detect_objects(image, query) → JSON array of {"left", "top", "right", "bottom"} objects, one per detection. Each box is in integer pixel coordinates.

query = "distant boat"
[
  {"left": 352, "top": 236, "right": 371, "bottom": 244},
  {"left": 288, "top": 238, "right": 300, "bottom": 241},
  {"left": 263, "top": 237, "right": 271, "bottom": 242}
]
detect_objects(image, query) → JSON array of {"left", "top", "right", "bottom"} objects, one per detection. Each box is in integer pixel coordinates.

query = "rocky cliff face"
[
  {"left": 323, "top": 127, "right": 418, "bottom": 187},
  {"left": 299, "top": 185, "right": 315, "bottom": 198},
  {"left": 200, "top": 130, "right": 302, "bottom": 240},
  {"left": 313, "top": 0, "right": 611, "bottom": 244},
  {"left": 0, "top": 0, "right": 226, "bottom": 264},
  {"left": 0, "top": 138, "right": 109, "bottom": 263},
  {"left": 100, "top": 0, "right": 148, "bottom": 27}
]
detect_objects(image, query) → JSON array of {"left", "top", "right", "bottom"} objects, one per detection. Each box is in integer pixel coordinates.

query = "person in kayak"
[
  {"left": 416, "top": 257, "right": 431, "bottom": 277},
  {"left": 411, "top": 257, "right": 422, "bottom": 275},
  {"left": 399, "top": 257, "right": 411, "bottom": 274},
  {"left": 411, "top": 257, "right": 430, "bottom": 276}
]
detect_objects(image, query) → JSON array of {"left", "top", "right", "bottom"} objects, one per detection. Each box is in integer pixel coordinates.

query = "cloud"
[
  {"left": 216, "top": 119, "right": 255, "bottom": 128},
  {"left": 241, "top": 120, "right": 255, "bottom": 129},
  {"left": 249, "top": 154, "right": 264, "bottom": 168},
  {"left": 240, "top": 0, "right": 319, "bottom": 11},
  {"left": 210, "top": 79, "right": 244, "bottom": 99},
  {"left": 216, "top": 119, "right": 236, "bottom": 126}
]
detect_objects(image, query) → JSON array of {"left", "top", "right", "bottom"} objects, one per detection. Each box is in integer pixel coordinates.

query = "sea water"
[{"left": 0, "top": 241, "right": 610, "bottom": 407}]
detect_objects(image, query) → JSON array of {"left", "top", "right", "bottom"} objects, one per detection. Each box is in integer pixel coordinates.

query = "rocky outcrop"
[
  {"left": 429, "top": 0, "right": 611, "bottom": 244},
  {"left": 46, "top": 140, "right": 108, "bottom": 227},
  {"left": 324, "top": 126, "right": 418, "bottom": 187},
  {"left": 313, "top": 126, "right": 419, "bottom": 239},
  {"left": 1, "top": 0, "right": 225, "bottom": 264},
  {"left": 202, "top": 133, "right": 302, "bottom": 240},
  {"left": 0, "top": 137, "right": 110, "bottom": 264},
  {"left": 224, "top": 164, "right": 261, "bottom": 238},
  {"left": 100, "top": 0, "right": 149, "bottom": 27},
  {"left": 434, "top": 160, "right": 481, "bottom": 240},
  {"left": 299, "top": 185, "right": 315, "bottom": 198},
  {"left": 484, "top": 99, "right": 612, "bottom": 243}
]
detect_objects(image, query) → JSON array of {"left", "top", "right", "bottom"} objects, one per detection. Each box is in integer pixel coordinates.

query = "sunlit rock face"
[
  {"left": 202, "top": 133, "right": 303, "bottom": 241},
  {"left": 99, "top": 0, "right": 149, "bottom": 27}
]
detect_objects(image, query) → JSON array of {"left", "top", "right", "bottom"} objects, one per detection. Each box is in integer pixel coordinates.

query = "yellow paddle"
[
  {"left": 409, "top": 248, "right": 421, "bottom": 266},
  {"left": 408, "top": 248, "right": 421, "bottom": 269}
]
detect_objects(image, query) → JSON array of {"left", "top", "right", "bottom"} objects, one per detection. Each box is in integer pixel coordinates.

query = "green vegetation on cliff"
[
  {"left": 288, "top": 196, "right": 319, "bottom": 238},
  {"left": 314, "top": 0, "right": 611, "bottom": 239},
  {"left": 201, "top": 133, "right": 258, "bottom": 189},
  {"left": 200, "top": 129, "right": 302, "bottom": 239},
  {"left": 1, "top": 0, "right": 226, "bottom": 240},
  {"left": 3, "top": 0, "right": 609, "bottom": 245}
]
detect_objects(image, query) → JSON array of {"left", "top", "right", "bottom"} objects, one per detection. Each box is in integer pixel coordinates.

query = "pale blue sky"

◆ **Task goal**: Reproduce the entries above in full, precisely as written.

◆ **Exercise output**:
detect_objects(image, query) → JSON array of {"left", "top", "right", "bottom"} objects, one per detection. Each box is in integer pixel coordinates.

query = "distant boat"
[
  {"left": 352, "top": 236, "right": 371, "bottom": 244},
  {"left": 288, "top": 238, "right": 300, "bottom": 241},
  {"left": 263, "top": 237, "right": 271, "bottom": 242}
]
detect_objects(image, query) → JSON array of {"left", "top", "right", "bottom"} objects, one per detection. Each box is in integer pixel coordinates.

query = "rocky cliff face"
[
  {"left": 323, "top": 127, "right": 418, "bottom": 187},
  {"left": 299, "top": 185, "right": 315, "bottom": 198},
  {"left": 200, "top": 130, "right": 302, "bottom": 240},
  {"left": 313, "top": 0, "right": 611, "bottom": 244},
  {"left": 0, "top": 0, "right": 226, "bottom": 264},
  {"left": 0, "top": 138, "right": 109, "bottom": 263},
  {"left": 100, "top": 0, "right": 148, "bottom": 27}
]
detect_objects(image, query) → JSON array of {"left", "top", "right", "bottom"} objects, one per detection. Each box is in integer pixel coordinates.

query = "person in kayak"
[
  {"left": 416, "top": 257, "right": 431, "bottom": 277},
  {"left": 411, "top": 257, "right": 422, "bottom": 275},
  {"left": 399, "top": 257, "right": 411, "bottom": 274},
  {"left": 411, "top": 257, "right": 430, "bottom": 276}
]
detect_objects(image, query) → JSON array of {"left", "top", "right", "bottom"} objects, one per detection. Each box is in integer pixel coordinates.

query = "cloud"
[
  {"left": 216, "top": 119, "right": 255, "bottom": 128},
  {"left": 241, "top": 120, "right": 255, "bottom": 129},
  {"left": 249, "top": 154, "right": 264, "bottom": 168},
  {"left": 240, "top": 0, "right": 319, "bottom": 11},
  {"left": 210, "top": 79, "right": 244, "bottom": 99},
  {"left": 216, "top": 119, "right": 236, "bottom": 126}
]
detect_objects(image, query) → JSON array of {"left", "top", "right", "bottom"} objects, one per detection. Each box is in integer pixel coordinates.

query = "sea water"
[{"left": 0, "top": 241, "right": 610, "bottom": 407}]
detect_objects(image, query) → JSON array of {"left", "top", "right", "bottom"} objects, one per detection. Each box is in integer pixel coordinates.

query = "rocky outcrop"
[
  {"left": 429, "top": 0, "right": 611, "bottom": 244},
  {"left": 46, "top": 140, "right": 108, "bottom": 227},
  {"left": 324, "top": 126, "right": 418, "bottom": 187},
  {"left": 313, "top": 126, "right": 419, "bottom": 239},
  {"left": 1, "top": 0, "right": 225, "bottom": 264},
  {"left": 202, "top": 133, "right": 302, "bottom": 240},
  {"left": 0, "top": 137, "right": 110, "bottom": 264},
  {"left": 224, "top": 164, "right": 261, "bottom": 238},
  {"left": 100, "top": 0, "right": 149, "bottom": 27},
  {"left": 434, "top": 160, "right": 481, "bottom": 240},
  {"left": 299, "top": 185, "right": 315, "bottom": 198},
  {"left": 484, "top": 99, "right": 612, "bottom": 243}
]
detect_objects(image, query) → JSON array of {"left", "top", "right", "bottom"} objects, one per detection. Each box is in integer pixel coordinates.

query = "sunlit rock face"
[
  {"left": 202, "top": 133, "right": 303, "bottom": 241},
  {"left": 99, "top": 0, "right": 149, "bottom": 27}
]
detect_objects(image, query) → JSON array of {"left", "top", "right", "bottom"} objects, one per detection. Each box is in integer pixel coordinates.

query = "yellow paddle"
[
  {"left": 409, "top": 248, "right": 421, "bottom": 266},
  {"left": 408, "top": 248, "right": 421, "bottom": 269}
]
detect_objects(image, query) → JSON array of {"left", "top", "right", "bottom"} objects, one per detection. Each box is in integer pixel coordinates.

query = "green vegetation on cliff"
[
  {"left": 288, "top": 196, "right": 319, "bottom": 238},
  {"left": 314, "top": 0, "right": 611, "bottom": 239},
  {"left": 201, "top": 133, "right": 258, "bottom": 189},
  {"left": 200, "top": 129, "right": 302, "bottom": 239},
  {"left": 1, "top": 0, "right": 226, "bottom": 240},
  {"left": 3, "top": 0, "right": 609, "bottom": 245}
]
detect_objects(image, query) → JSON array of {"left", "top", "right", "bottom"} objects, one per detection. Each box is in integer pixel coordinates.

query = "pale blue sky"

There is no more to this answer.